### Source
§

Dans un arrêt rendu le 2 février 2015, le Conseil d'Etat a dit pour droit que les membres de l'organe délibérant d'une collectivité territoriale ou d'un groupement de collectivités territoriales justifient d'un intérêt leur donnant qualité pour contester, devant le juge de l'excès de pouvoir, les contrats de recrutement d'agents non titulaires par la collectivité ou le groupement de collectivités concerné. Lexbase Hebdo - édition publique vous propose de retrouver les conclusions anonymisées du Rapporteur public sur cet arrêt, Vincent Daumas, Maître des Requêtes au Conseil d'Etat. A la suite des élections municipales de 2001, le maire de la commune d'Aix-en-Provence, Mme C.-E., a recruté son mari, M. C., par ailleurs ancien maire de la commune, en qualité de collaborateur de cabinet. Ce recrutement a été formalisé par la conclusion le 18 avril 2001 d'un contrat. L'article 3 du contrat stipulait que M. C. percevrait la rémunération afférente à l'indice majoré (IM) 1232. Ce contrat a été ensuite modifié par deux avenants : par le premier du 23 août 2001, les fonctions de directeur de cabinet du maire ont été confiées à M. C. ; par le second du 24 octobre 2002, sa rémunération a été fixée à l'IM 1279.

A l'occasion du vote du budget communal pour l'exercice 2005, M. G., conseiller municipal d'opposition, s'est ému des conditions de rémunération de M. C. Il a demandé l'annulation du contrat d'embauche du 18 avril 2001, ainsi que de ses deux avenants, au motif que la rémunération de M. C. méconnaissait la limite fixée par le décret n° 87-1004 du 16 décembre 1987, relatif aux collaborateurs de cabinet des autorités territoriales (N° Lexbase : L9104HBS). Le tribunal administratif de Marseille a fait droit à cette demande.

§

### Enregistrements fournis
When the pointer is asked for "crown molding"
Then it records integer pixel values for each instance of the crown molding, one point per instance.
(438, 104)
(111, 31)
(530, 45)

§

### À faire
(a) Résumez plus brièvement le paragraphe de la source qui commence par « A l'occasion du vote du budget communal », en conservant ses faits principaux.
(b) Mettez à jour les enregistrements en remplaçant « crown molding » par « baseboard » partout, sans rien modifier d'autre.

### Résultats
(a) Lors du vote du budget communal de 2005, M. G., conseiller municipal d'opposition, a contesté la rémunération de M. C. Il a demandé l'annulation du contrat d'embauche du 18 avril 2001 et de ses deux avenants, cette rémunération ne respectant pas selon lui la limite fixée par le décret n° 87-1004 du 16 décembre 1987 relatif aux collaborateurs de cabinet des autorités territoriales. Le tribunal administratif de Marseille a accueilli sa demande.

(b)
When the pointer is asked for "baseboard"
Then it records integer pixel values for each instance of the baseboard, one point per instance.
(438, 104)
(111, 31)
(530, 45)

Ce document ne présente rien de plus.